> TO BE DONE:
Please copy the lines from the one containing "If you could pin the dark" through the one containing "column 201, row 333" without changing anything.

> PROVIDED INFORMATION:
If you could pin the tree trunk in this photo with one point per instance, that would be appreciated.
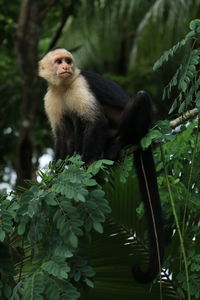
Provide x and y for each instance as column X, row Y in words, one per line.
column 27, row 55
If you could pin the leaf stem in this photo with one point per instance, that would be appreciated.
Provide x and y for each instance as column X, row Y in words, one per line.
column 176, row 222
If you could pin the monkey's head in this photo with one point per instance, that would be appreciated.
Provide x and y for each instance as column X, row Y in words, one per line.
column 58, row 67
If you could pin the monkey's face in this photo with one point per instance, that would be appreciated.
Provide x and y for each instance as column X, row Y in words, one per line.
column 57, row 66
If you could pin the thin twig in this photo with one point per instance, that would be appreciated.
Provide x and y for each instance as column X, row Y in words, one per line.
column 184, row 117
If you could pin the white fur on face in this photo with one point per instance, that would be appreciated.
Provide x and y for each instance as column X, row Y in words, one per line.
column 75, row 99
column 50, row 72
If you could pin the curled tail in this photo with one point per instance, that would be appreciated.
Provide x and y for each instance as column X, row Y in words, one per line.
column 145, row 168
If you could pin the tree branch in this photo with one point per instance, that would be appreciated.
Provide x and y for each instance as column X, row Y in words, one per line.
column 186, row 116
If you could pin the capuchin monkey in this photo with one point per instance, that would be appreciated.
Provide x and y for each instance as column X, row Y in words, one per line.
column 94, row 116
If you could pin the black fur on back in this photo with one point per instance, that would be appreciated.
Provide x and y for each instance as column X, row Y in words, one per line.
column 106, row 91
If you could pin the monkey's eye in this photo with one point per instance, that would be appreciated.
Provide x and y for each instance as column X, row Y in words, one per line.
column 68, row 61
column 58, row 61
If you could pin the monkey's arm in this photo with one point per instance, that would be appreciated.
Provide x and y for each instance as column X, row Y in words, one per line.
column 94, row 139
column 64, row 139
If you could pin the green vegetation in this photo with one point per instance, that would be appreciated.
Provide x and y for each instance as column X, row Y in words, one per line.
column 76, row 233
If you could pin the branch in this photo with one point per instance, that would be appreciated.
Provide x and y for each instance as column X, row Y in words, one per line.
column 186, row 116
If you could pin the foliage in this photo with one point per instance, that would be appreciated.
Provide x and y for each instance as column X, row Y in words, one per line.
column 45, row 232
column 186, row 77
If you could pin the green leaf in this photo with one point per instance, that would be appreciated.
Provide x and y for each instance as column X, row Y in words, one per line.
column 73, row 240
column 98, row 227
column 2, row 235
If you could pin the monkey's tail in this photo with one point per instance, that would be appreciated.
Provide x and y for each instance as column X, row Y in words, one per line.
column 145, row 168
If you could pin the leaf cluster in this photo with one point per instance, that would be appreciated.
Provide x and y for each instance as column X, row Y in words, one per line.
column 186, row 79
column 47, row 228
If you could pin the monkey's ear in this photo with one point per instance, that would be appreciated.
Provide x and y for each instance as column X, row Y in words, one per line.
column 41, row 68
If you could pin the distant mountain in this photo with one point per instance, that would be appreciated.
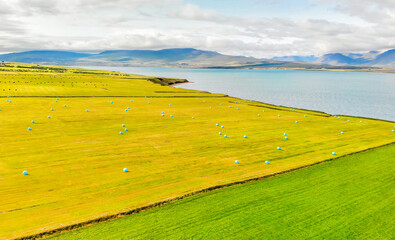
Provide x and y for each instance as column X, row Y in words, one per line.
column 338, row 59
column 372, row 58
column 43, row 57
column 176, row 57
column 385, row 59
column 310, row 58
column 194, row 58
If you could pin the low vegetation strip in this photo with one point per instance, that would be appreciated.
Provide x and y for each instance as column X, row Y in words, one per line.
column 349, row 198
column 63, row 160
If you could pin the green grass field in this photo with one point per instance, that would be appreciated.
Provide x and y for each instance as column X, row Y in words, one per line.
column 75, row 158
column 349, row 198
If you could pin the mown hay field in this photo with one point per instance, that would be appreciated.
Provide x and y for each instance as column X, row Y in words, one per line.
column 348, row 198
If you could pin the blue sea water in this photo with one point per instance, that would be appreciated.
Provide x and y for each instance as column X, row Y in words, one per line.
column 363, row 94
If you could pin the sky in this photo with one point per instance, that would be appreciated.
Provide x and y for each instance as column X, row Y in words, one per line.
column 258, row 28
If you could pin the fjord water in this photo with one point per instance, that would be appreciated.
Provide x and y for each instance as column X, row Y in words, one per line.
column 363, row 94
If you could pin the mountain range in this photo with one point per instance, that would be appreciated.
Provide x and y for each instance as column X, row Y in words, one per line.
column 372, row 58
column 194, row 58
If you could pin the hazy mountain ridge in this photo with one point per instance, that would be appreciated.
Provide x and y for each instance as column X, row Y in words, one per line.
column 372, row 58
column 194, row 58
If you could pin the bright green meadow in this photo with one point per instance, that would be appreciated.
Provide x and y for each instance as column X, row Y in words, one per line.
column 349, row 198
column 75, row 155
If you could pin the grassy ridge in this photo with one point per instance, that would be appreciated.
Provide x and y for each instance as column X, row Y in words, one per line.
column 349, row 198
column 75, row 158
...
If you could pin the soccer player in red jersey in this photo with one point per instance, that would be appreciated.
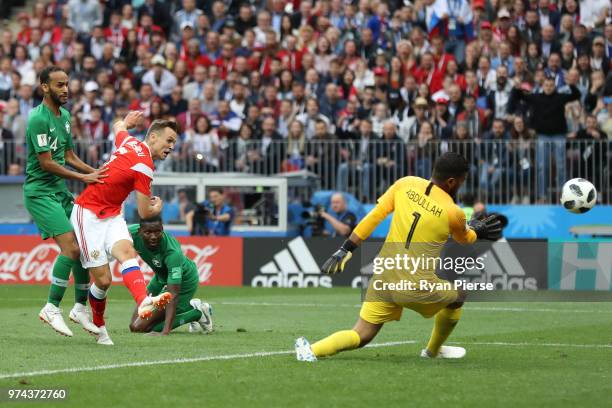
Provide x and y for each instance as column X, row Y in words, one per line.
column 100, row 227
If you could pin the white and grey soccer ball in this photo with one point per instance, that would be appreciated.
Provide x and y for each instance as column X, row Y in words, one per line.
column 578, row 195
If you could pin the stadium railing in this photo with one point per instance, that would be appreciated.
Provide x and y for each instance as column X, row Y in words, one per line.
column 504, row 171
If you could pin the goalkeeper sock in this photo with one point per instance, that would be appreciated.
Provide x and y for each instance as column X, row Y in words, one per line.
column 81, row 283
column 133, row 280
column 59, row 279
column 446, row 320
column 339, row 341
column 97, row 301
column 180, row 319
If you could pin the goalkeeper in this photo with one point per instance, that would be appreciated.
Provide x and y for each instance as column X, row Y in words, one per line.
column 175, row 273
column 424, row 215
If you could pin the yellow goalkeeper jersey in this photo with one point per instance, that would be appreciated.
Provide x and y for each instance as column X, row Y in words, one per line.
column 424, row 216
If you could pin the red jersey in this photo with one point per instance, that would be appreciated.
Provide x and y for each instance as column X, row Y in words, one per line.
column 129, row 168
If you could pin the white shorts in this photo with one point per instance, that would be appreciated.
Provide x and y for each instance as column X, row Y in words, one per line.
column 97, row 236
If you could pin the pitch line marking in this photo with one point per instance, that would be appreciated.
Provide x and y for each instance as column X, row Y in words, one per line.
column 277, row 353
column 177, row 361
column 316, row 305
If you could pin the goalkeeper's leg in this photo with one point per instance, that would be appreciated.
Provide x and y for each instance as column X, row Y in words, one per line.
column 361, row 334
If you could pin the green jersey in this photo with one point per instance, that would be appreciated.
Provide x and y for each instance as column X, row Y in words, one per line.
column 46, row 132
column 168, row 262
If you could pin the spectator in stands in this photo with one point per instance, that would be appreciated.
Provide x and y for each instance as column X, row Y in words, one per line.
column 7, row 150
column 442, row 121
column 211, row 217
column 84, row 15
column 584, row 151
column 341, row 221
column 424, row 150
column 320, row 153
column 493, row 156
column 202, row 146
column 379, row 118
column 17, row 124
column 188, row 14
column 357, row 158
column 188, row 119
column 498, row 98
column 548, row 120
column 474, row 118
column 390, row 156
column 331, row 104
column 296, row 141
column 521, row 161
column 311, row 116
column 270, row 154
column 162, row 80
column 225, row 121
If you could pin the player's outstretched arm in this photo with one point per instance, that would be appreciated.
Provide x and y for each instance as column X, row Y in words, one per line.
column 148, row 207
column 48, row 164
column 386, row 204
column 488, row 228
==
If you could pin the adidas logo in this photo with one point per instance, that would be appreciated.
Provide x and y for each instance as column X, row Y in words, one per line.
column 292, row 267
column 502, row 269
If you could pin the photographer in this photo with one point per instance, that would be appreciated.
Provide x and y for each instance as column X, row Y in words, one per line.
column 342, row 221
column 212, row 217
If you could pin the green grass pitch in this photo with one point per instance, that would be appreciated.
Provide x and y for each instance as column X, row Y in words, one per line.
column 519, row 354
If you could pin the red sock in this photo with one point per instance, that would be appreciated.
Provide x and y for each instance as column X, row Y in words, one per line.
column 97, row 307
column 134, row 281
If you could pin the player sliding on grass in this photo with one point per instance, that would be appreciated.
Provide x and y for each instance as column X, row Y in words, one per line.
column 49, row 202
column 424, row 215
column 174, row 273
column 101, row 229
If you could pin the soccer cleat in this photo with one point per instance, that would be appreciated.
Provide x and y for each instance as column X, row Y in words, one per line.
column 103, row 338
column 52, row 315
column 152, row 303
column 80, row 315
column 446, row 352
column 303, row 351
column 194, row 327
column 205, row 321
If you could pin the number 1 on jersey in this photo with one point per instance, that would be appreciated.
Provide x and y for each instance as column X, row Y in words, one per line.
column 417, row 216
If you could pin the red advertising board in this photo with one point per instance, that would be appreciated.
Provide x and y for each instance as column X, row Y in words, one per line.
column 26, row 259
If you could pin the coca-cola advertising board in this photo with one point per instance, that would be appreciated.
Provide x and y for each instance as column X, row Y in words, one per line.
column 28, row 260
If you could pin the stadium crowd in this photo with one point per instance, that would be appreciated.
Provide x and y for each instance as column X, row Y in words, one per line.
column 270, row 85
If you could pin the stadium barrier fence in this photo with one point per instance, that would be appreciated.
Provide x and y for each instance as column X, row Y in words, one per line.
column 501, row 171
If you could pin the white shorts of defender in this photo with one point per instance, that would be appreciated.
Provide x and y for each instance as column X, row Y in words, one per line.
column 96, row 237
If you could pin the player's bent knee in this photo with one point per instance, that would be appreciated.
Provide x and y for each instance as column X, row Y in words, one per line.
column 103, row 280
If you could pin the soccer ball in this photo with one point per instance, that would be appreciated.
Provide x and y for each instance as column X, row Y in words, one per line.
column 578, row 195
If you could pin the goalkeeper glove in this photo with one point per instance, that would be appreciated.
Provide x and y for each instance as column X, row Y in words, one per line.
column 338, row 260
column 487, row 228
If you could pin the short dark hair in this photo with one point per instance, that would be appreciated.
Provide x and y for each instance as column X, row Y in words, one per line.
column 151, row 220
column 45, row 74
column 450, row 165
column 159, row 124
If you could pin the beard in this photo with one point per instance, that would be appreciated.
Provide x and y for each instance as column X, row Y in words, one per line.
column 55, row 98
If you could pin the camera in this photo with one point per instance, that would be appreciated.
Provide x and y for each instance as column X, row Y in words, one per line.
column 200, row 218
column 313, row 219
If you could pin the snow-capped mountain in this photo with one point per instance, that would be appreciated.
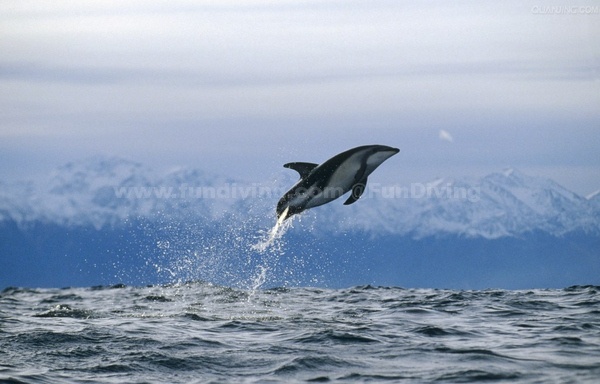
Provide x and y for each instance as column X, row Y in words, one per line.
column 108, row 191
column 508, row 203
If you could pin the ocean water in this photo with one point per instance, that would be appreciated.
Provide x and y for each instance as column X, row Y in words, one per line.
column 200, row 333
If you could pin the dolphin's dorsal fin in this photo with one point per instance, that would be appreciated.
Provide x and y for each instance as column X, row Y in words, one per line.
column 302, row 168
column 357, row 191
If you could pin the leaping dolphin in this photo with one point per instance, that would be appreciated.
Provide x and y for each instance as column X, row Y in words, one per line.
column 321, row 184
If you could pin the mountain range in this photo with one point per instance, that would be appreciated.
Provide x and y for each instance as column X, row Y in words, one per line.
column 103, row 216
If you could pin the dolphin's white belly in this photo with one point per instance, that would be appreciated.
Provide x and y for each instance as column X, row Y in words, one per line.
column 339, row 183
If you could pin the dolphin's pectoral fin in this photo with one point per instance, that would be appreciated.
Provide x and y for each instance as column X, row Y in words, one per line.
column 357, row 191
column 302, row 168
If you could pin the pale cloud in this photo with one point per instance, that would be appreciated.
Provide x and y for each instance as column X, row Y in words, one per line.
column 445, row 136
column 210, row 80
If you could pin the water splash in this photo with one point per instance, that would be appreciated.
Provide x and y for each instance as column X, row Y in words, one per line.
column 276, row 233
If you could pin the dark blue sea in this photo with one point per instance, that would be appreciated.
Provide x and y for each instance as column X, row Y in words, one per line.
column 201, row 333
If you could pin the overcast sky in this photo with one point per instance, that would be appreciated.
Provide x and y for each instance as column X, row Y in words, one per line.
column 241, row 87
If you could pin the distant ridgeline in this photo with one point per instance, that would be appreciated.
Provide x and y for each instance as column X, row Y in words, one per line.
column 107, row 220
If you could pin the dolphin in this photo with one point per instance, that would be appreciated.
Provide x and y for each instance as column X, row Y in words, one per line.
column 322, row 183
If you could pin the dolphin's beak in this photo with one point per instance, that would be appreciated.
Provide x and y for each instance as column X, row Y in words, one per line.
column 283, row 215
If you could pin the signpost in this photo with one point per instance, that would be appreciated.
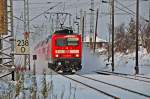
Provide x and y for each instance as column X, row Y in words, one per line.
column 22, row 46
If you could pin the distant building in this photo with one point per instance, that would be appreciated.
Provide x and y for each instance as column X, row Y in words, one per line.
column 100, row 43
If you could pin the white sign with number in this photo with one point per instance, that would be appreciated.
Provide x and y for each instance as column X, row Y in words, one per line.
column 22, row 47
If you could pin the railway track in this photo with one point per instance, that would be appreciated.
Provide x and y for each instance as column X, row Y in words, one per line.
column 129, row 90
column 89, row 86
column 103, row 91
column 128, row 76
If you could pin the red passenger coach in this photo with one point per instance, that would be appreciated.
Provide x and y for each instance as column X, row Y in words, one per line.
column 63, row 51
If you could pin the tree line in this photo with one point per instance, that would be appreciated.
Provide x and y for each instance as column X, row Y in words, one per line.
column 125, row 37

> WORKED ANSWER:
If you could pin the dark blue sea in this photo with one point per instance, that would be appreciated.
Provide x and y for each instance as column X, row Y in words, one per line.
column 201, row 333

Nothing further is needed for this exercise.